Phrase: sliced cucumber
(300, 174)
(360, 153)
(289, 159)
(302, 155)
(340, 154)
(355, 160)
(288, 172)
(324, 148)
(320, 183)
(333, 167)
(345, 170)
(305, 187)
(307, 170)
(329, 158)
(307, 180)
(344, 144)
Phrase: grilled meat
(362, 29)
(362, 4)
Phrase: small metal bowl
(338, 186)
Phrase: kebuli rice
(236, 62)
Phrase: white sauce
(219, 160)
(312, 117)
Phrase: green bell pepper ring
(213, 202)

━━━━━━━━━━━━━━━━

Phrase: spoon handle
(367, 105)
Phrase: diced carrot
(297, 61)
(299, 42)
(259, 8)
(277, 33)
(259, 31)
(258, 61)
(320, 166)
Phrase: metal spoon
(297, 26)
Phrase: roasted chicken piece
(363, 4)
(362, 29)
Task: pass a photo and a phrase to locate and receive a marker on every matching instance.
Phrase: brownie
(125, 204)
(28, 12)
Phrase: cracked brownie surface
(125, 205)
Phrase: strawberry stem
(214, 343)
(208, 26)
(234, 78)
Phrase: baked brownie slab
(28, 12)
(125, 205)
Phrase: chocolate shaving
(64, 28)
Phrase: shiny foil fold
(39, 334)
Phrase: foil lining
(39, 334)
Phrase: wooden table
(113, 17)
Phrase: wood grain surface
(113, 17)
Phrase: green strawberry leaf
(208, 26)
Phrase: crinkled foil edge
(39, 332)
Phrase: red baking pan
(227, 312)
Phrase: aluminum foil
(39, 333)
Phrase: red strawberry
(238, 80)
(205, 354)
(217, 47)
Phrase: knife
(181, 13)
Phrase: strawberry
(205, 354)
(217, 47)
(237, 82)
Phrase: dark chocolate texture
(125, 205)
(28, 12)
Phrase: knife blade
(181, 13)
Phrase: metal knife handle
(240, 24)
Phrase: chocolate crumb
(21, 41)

━━━━━━━━━━━━━━━━

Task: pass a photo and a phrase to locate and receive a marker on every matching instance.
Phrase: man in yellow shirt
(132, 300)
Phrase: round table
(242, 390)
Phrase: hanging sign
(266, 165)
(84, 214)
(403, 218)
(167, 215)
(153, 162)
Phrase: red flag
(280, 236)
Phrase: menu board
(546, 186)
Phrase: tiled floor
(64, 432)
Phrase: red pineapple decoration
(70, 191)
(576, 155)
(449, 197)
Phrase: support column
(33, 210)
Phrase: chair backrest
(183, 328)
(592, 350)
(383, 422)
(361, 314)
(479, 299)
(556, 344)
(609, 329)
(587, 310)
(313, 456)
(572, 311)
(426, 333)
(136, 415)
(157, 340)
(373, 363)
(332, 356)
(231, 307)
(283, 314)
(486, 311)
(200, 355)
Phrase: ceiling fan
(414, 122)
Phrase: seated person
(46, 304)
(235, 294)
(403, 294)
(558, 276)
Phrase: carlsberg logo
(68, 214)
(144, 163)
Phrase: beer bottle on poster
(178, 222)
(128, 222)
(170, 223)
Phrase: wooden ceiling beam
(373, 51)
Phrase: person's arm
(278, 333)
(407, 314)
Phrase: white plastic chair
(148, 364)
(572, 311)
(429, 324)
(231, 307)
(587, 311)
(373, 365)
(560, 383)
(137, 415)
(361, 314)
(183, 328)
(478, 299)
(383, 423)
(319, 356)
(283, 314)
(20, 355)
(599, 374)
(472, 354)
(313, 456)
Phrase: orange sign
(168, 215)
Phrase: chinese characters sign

━━━━━━━━━━━━━━━━

# AIM OF THE TASK
Starting at the line that has "Phrase: beer bottle on poster" in the records above, restate word for word every line until the one that has "Phrase: chinese characters sign", and include that one as well.

# ANSWER AREA
Phrase: beer bottle on poster
(178, 222)
(128, 222)
(170, 223)
Phrase: wooden ceiling beam
(373, 51)
Phrase: person's arm
(278, 333)
(407, 314)
Phrase: white plastic chair
(148, 364)
(572, 311)
(429, 324)
(231, 307)
(587, 311)
(373, 365)
(560, 383)
(137, 415)
(361, 314)
(183, 328)
(478, 299)
(383, 423)
(319, 356)
(283, 314)
(20, 355)
(599, 374)
(472, 354)
(313, 456)
Phrase: orange sign
(168, 215)
Phrase: chinese characters sign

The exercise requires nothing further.